## START
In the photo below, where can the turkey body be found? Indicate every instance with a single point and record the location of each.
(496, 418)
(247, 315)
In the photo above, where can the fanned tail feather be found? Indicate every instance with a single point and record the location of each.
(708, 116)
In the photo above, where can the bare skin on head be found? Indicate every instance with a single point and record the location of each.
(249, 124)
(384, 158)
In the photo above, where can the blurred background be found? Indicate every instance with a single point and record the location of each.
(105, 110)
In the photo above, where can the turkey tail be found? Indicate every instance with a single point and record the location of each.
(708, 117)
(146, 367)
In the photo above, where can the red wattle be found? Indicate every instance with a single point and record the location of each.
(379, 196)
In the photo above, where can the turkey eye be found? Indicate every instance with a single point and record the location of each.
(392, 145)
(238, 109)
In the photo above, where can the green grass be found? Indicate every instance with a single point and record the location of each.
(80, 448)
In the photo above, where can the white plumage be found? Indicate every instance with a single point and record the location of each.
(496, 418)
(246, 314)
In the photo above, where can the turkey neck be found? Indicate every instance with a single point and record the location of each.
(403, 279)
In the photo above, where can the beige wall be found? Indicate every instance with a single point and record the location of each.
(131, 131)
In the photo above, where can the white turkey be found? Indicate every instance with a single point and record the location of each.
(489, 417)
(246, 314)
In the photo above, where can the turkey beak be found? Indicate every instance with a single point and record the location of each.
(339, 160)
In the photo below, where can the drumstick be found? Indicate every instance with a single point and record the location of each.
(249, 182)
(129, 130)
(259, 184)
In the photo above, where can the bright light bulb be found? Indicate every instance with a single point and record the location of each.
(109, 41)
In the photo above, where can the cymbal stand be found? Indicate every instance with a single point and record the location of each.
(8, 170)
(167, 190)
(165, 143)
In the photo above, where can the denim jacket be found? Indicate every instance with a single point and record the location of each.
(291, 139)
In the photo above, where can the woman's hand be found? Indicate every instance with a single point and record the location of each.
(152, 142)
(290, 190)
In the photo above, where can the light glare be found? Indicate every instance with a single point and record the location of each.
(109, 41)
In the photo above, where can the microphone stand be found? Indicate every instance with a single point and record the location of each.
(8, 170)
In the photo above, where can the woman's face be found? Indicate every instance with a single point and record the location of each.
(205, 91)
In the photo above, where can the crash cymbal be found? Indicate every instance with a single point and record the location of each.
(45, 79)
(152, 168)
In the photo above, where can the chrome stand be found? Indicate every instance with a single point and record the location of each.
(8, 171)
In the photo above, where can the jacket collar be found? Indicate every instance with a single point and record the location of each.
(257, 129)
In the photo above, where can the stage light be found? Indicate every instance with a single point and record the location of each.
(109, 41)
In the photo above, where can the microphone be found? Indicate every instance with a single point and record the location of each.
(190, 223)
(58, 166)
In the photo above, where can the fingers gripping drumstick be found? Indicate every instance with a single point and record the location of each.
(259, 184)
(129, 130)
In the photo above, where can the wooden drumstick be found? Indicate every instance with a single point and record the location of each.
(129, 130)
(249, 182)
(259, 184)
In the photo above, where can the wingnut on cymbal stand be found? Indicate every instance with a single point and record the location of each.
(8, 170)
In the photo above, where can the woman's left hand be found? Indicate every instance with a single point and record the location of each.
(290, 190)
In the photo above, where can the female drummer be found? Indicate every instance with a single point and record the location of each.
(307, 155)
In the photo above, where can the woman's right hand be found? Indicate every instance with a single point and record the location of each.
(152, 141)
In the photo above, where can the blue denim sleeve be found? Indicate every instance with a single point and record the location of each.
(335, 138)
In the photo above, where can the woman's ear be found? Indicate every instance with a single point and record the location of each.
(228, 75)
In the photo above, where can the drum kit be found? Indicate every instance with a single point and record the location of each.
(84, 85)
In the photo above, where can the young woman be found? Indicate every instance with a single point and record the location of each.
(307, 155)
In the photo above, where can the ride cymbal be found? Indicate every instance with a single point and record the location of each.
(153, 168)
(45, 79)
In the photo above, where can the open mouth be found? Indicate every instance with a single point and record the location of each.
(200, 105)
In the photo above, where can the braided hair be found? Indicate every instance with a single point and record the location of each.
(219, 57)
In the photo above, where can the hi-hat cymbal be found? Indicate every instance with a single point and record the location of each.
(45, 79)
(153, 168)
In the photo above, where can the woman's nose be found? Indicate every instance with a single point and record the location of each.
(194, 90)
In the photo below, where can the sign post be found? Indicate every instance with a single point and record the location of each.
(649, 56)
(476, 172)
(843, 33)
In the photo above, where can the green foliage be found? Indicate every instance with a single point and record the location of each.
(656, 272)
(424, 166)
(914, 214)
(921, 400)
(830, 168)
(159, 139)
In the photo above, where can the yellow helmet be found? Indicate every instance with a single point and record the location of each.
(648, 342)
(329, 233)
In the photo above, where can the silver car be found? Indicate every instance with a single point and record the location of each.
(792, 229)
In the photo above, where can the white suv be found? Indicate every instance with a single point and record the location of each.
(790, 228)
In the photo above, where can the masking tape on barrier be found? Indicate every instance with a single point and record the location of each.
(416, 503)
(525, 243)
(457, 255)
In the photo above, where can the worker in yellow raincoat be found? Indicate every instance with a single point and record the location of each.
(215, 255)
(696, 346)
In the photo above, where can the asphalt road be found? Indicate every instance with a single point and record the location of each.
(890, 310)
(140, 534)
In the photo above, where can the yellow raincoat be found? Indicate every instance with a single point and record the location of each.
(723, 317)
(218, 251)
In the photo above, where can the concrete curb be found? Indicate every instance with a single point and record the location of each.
## END
Exercise details:
Shift the coordinates by 41 in the lines above, starting at the line that contains "In the photo above, where can the asphalt" and ending at the last line. Add 41 to both numbers of every coordinate pair, and write all of those lines out again, including the ones that hold no coordinates.

Expected output:
In the photo above, where can the asphalt road be found? Indicate every instance with a single point and record the location of each.
(931, 351)
(181, 575)
In the photo above, where can the yellow raincoat be found? Indicate every instance with a single point and record the location of each.
(764, 358)
(259, 292)
In the photo above, where can the concrete curb be found? Indicate every instance with a single point and record the location of each.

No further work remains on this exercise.